Quindi parto dall’albergo, arrivo al parcheggio… dopo pochi secondi, lo attraverso per tutta la sua lunghezza e arrivo davanti all’ingresso del villaggio. Il parcheggio è quasi vuoto, immagino poiché piove e sono ancora le 9.22 (apriranno alle 9.30).
Non vedo le strisce di parcheggio dove sto lasciando la moto, cioè proprio di fronte alla recinzione, ma lì vicino c’è un'altra moto (o meglio, un motorino, probabilmente di qualcuno che lavora all’ingresso); stimo che questo sia il posto più sicuro, quasi sotto gli occhi del personale della biglietteria e chiedo loro se posso lasciare la moto lì. Gentilissimi acconsentono; ne “approfitto” per consegnare loro il casco, che non entra nella moto e che non mi va di lasciare all’aperto, sotto la pioggia.


Lascio l’antipioggia in moto, prendo l’ombrello e comincio la visita.
Il Korea Folk Village offre molti esempi di vita tradizionale contadina, con persone provenienti dalle varie regioni del paese; sono presenti anche una fabbrica di birra, laboratori artigiani, un tempio buddista, una scuola confuciana e un mercato. Il primo impatto è di una struttura “per turisti” e probabilmente in parte lo è, ma è comunque apprezzabile perché permette di vedere comodamente e rapidamente tanti esempi di vita coreana; da tenere presente anche che le persone che ci lavorano non sono semplici “attori”, ma ci vivono davvero. Ogni giorno inoltre si tengono spettacoli di danza e parate.
E poi il tempo è quello che è (piove, come al solito), quindi, piuttosto che annaspare sotto l’acqua in moto su è giù per le montagne, meglio girare un po’ “da turista”, con un ombrello, per le stradine di questo villaggio.

## Compito a:
Per favore, riproduci senza modifiche il brano del testo mostrato che si apre con le parole contenenti "Lascio l’antipioggia in" e si chiude con "di questo villaggio.".

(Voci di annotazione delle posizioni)
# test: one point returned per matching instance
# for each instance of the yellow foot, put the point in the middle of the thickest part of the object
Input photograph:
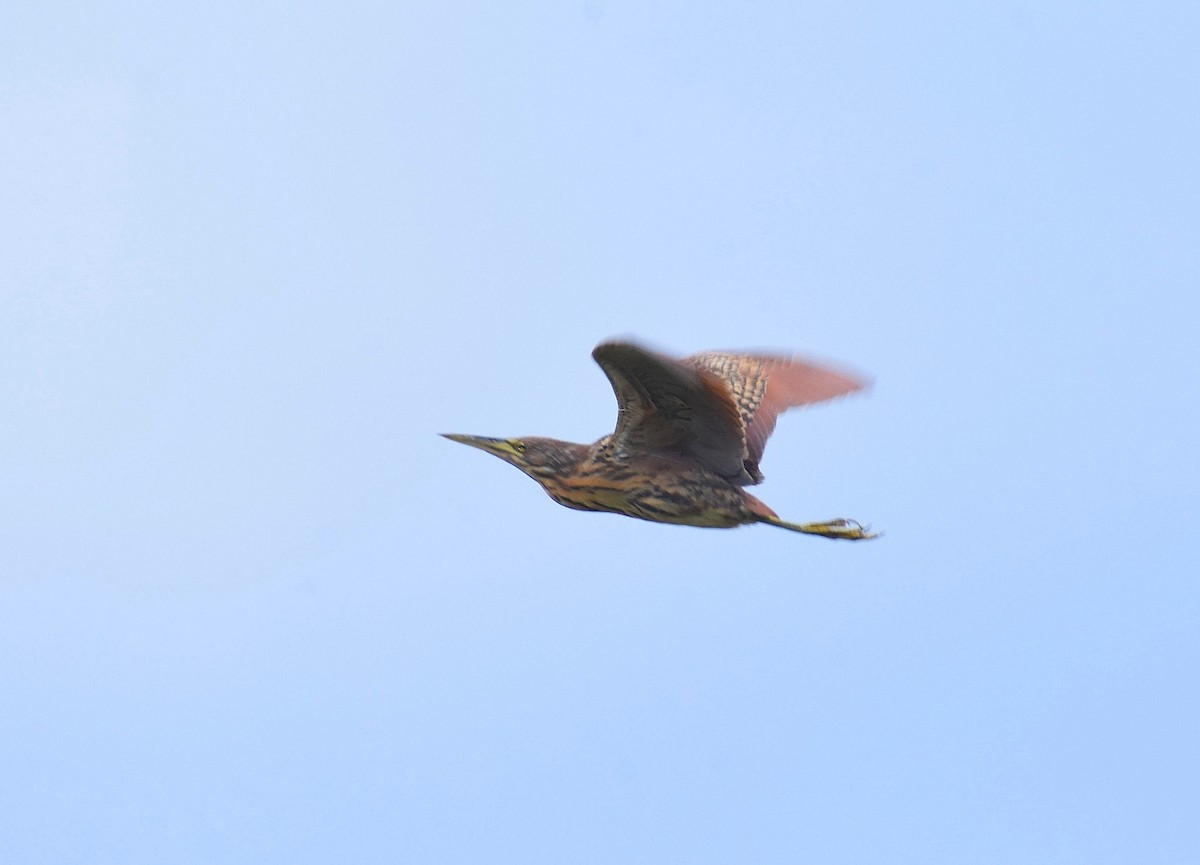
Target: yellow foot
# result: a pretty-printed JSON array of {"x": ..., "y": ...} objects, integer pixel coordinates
[{"x": 838, "y": 529}]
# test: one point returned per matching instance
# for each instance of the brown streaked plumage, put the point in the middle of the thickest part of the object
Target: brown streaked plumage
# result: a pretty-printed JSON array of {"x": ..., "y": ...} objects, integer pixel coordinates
[{"x": 689, "y": 436}]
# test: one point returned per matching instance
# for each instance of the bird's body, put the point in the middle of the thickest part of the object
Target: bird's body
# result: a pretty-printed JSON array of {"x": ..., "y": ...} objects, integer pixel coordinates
[{"x": 689, "y": 436}]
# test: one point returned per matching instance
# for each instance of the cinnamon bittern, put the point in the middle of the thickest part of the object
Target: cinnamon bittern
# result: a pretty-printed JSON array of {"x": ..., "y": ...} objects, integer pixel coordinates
[{"x": 689, "y": 436}]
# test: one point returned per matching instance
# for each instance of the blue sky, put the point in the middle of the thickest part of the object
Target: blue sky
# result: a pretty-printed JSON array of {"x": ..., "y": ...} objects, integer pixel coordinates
[{"x": 252, "y": 608}]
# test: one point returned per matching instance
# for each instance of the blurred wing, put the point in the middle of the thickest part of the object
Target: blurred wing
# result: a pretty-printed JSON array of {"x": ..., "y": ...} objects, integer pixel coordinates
[
  {"x": 763, "y": 388},
  {"x": 670, "y": 407}
]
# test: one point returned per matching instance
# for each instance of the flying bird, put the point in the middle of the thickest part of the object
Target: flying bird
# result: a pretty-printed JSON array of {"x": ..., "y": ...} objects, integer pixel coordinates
[{"x": 689, "y": 437}]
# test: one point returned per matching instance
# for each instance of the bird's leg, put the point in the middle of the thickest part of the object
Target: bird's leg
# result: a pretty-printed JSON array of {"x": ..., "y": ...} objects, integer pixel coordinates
[{"x": 838, "y": 529}]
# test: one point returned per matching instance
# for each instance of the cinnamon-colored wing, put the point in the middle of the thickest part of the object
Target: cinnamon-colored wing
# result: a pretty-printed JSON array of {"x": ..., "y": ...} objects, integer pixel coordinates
[
  {"x": 670, "y": 407},
  {"x": 765, "y": 386}
]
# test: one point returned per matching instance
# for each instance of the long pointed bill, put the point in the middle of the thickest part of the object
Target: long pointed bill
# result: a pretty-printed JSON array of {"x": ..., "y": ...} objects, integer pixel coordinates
[{"x": 501, "y": 448}]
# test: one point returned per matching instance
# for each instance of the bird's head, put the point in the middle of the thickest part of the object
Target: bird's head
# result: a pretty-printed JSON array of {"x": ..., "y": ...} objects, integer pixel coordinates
[{"x": 541, "y": 458}]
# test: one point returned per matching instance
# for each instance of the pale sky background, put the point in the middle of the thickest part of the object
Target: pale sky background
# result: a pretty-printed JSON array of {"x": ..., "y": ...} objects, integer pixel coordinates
[{"x": 253, "y": 610}]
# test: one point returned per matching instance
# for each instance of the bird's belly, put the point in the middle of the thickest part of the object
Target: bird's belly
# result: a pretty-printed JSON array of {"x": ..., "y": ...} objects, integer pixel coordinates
[{"x": 684, "y": 500}]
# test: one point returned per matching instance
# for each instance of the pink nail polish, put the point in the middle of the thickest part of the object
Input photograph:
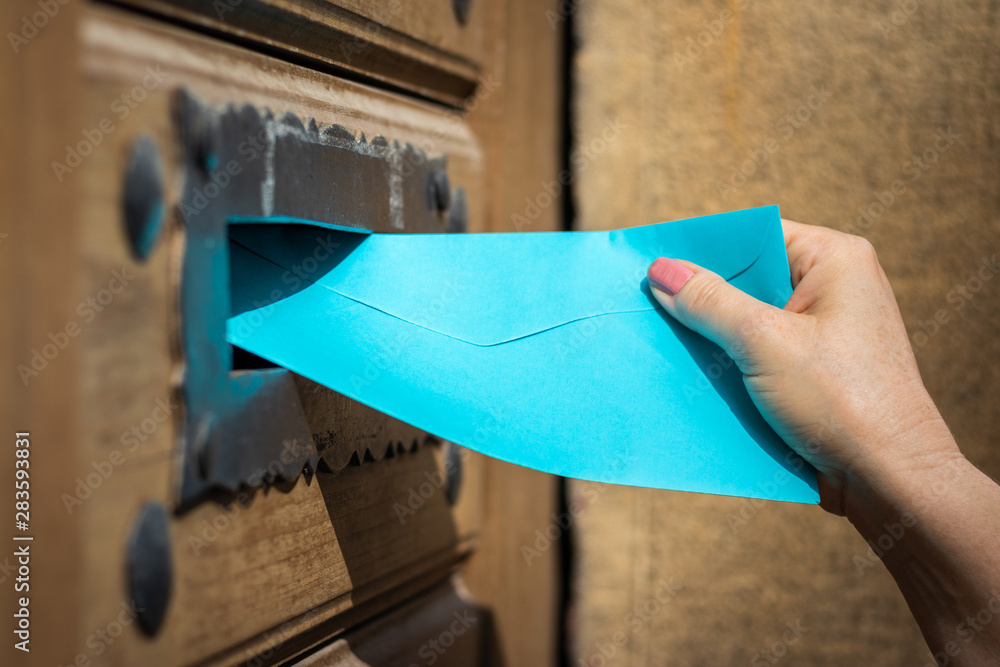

## Compito b:
Riporta tutte le righe delle voci in cui compare la stringa "colored".

## Risultato corretto a:
Lascio l’antipioggia in moto, prendo l’ombrello e comincio la visita.
Il Korea Folk Village offre molti esempi di vita tradizionale contadina, con persone provenienti dalle varie regioni del paese; sono presenti anche una fabbrica di birra, laboratori artigiani, un tempio buddista, una scuola confuciana e un mercato. Il primo impatto è di una struttura “per turisti” e probabilmente in parte lo è, ma è comunque apprezzabile perché permette di vedere comodamente e rapidamente tanti esempi di vita coreana; da tenere presente anche che le persone che ci lavorano non sono semplici “attori”, ma ci vivono davvero. Ogni giorno inoltre si tengono spettacoli di danza e parate.
E poi il tempo è quello che è (piove, come al solito), quindi, piuttosto che annaspare sotto l’acqua in moto su è giù per le montagne, meglio girare un po’ “da turista”, con un ombrello, per le stradine di questo villaggio.

## Risultato corretto b:
# for each instance of the cinnamon-colored wing, put the point in the middle of the thickest part of the object
Target: cinnamon-colored wing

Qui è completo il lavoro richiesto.